What really bugs me about Millar’s comment, though, is that he seems to be giving the back of his hand to readers who get their comics digitally. Someone should tell him there’s a large audience out there that’s fully engaged, to the point where they are willing to pay full cover price for digital comics in order to get them the day the print editions come out. Those fans seem to me to be precisely “the bedrock of the business.”

I won’t pay $3.99 for a single-issue digital comic, but there is apparently a substantial audience out there who will. Publishers and digital distributors aren’t in the business of losing money, and they wouldn’t maintain that full cover price if people weren’t paying it. Someone who will pay top dollar to get a comic right away, rather than wait a couple of months for the price to drop? That’s an engaged fan.

Millar doesn’t seem to realize many people simply don’t live near a comics shop. Until the advent of digital, a lot of potential readers were locked out by simple geography. One could even argue that both the availability of digital comics and the popularity of comic book movies in recent years have given customers more incentives to seek out comics shops and to travel farther to get print copies. There’s plenty of anecdotal evidence that digital readers also buy print comics.

> Job:
Please answer these questions using the commentary on digital comics above:
(a) Whose comment is the writer objecting to?
(b) What price for a single-issue digital comic will the writer not pay?
(c) Before digital, what kept many potential readers from comics?

> Excerpted data:

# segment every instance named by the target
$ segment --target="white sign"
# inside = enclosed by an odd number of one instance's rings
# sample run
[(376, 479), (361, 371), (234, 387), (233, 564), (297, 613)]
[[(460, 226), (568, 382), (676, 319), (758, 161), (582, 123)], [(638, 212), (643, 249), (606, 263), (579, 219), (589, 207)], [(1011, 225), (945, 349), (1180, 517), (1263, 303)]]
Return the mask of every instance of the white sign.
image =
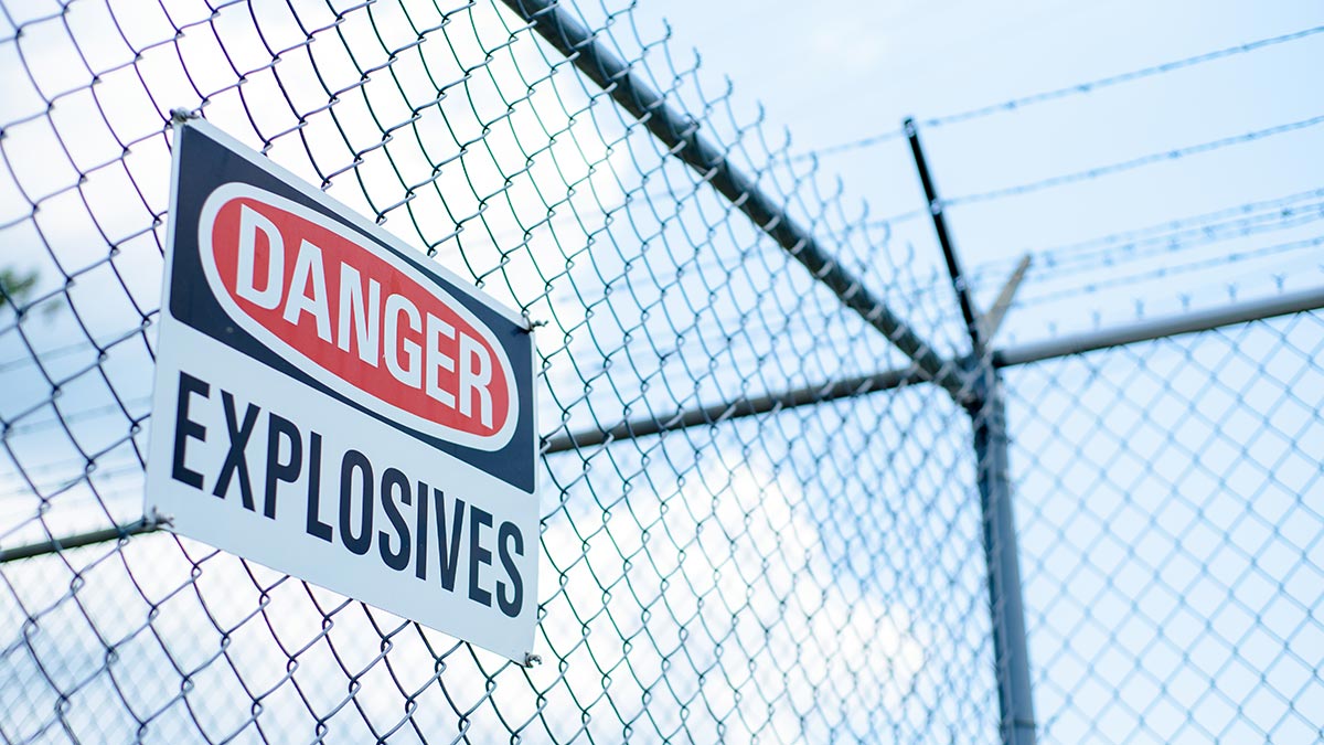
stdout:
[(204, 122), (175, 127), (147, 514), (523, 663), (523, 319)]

> Exercise response:
(a) Millar's.
(b) $3.99.
(c) Simple geography: many people don't live near a comics shop.